_EXERCISE OBJECTIVE_: Reproduce the listing below, substituting "Annotation guidelines" for every occurrence of "Labeling instructions" and keeping everything else unchanged.

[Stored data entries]

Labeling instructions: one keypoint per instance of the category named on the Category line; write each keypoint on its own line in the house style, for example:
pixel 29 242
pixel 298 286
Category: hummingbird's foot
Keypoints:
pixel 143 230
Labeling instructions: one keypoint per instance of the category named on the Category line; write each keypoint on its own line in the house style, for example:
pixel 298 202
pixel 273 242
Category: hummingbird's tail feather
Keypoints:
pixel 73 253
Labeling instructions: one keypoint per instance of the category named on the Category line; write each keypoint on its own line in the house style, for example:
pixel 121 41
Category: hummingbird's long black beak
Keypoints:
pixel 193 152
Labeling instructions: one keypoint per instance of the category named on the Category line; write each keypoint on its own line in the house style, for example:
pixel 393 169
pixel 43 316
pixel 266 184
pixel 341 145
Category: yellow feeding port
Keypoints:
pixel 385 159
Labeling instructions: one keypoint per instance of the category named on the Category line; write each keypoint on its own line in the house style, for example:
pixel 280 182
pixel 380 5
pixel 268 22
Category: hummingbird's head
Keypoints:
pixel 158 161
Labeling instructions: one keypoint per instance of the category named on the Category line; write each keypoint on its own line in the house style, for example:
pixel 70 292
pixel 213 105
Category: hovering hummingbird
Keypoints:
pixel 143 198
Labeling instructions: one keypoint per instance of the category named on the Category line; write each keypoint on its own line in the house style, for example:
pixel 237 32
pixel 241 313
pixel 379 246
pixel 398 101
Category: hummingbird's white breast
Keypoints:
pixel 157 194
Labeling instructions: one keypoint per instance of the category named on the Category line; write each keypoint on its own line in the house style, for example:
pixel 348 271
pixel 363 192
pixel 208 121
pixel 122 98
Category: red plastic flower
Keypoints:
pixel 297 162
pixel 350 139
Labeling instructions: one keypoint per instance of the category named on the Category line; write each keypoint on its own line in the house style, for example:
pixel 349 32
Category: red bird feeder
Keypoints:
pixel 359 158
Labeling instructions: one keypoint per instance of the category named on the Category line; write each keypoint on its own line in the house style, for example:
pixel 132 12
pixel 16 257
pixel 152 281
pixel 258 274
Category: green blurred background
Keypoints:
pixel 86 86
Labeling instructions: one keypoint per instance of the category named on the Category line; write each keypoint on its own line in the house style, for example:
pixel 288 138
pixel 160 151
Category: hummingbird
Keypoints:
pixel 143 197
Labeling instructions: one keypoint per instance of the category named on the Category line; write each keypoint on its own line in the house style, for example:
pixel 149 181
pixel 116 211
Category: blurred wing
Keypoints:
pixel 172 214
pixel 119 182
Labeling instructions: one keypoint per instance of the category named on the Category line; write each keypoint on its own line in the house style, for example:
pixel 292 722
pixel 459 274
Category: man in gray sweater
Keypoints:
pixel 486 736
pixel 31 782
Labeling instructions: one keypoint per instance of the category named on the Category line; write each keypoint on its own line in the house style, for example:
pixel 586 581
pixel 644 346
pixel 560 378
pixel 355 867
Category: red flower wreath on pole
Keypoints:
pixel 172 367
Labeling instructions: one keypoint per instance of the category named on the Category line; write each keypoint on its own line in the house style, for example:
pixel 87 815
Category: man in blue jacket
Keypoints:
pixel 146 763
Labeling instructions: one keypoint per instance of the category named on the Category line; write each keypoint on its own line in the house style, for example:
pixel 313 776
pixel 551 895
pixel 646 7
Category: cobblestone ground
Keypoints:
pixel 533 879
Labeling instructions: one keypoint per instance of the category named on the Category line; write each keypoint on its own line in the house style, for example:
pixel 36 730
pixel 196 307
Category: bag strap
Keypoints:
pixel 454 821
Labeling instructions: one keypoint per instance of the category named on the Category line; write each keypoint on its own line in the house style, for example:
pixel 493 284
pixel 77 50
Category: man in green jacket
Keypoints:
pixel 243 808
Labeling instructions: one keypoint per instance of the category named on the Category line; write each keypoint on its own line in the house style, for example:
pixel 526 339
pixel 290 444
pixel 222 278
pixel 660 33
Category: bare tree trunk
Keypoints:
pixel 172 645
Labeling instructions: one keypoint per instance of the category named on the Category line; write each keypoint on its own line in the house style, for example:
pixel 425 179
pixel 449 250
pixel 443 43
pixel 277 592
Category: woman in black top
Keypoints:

_COMPLETED TASK_:
Annotation guidelines: one keypoint per instance of the category named on the Category line; write each keypoint on its own line in the house style, for example:
pixel 29 242
pixel 298 286
Category: hummingbird's foot
Keypoints:
pixel 143 230
Annotation guidelines: one keypoint per instance of the category named on the Category line; write each keypoint on its own line in the house style, for example:
pixel 298 202
pixel 273 242
Category: hummingbird's tail feather
Keypoints:
pixel 73 253
Annotation guidelines: one keypoint per instance of the category named on the Category line; write each keypoint on its own line in the house style, for example:
pixel 121 41
Category: hummingbird's long black beak
Keypoints:
pixel 193 152
Annotation guidelines: one keypoint per instance of the category named on the Category line; write each keypoint on its own line in the house style, for example:
pixel 393 169
pixel 43 316
pixel 266 184
pixel 341 145
Category: yellow feeding port
Keypoints:
pixel 385 159
Annotation guidelines: one keypoint per instance of the category named on the Category line; write each keypoint on its own line in the house style, for example:
pixel 280 182
pixel 380 5
pixel 268 22
Category: hummingbird's head
Keypoints:
pixel 158 161
Annotation guidelines: one keypoint per instance of the category named on the Category line; write each keypoint on its own line in the house style, for example:
pixel 70 292
pixel 213 105
Category: hovering hummingbird
Keypoints:
pixel 143 198
Annotation guidelines: one keypoint per instance of the category named on the Category line; write each keypoint on its own line in the house style, for example:
pixel 237 32
pixel 241 313
pixel 379 246
pixel 398 101
Category: hummingbird's white breast
Keypoints:
pixel 157 194
Annotation guidelines: one keypoint per instance of the category named on the Category line; write each keypoint on its own line in the house style, for example:
pixel 348 271
pixel 363 192
pixel 208 121
pixel 122 98
Category: red plastic flower
Keypoints:
pixel 297 162
pixel 350 139
Annotation guidelines: one keypoint per instance of the category named on the Category line; write each keypoint on its own line in the house style, for example:
pixel 349 32
Category: red bird feeder
Keypoints:
pixel 359 158
Annotation guidelines: one keypoint per instance of the category named on the Category line; write each keypoint on its own line in the house style, for example:
pixel 132 12
pixel 16 257
pixel 152 281
pixel 258 274
Category: green blurred background
Keypoints:
pixel 86 86
Annotation guidelines: one keypoint per instance of the category named on the Category line; write each keypoint on its own line in the house style, for example:
pixel 288 138
pixel 160 151
Category: hummingbird
Keypoints:
pixel 143 197
Annotation guidelines: one keypoint per instance of the category named on the Category line; write each keypoint on its own line in the house style, for example:
pixel 149 181
pixel 116 211
Category: blurred wing
Keypoints:
pixel 172 214
pixel 119 182
Annotation guidelines: one keypoint per instance of the category named on the Category line; write each keypoint on its own line in the house style, for example:
pixel 292 722
pixel 459 274
Category: man in gray sweater
Keypoints:
pixel 486 736
pixel 31 782
Annotation guidelines: one keypoint per instance of the category named on the Category line; write each keypoint on its own line in the house style, for example:
pixel 586 581
pixel 644 346
pixel 560 378
pixel 355 867
Category: red flower wreath on pole
Keypoints:
pixel 172 367
Annotation guidelines: one keypoint per instance of the category named on the Category line; write each keypoint on its own line in the house style, for example:
pixel 87 815
Category: man in blue jacket
Keypoints:
pixel 146 763
Annotation guidelines: one keypoint per instance of the category named on the Category line; write each keypoint on its own line in the house style, for example:
pixel 313 776
pixel 551 895
pixel 646 7
Category: cobblestone ground
Keypoints:
pixel 533 879
Annotation guidelines: one keypoint per instance of the category named on the Category line; write each keypoint on its own line in the house style, for example:
pixel 36 730
pixel 196 307
Category: bag strap
Keypoints:
pixel 454 821
Annotation guidelines: one keypoint per instance of the category named on the Category line; write each keypoint on its own line in the house style, for example:
pixel 493 284
pixel 77 50
Category: man in green jacket
Keypoints:
pixel 243 808
Annotation guidelines: one keypoint per instance of the category named on the Category line; write each keypoint on its own line in the house style, for example:
pixel 526 339
pixel 290 444
pixel 222 278
pixel 660 33
Category: bare tree trunk
Keypoints:
pixel 172 645
Annotation guidelines: one keypoint per instance of the category named on the Category line; write each keypoint on its own line in the house style, for example:
pixel 425 179
pixel 449 250
pixel 443 43
pixel 277 592
Category: woman in black top
Keypoints:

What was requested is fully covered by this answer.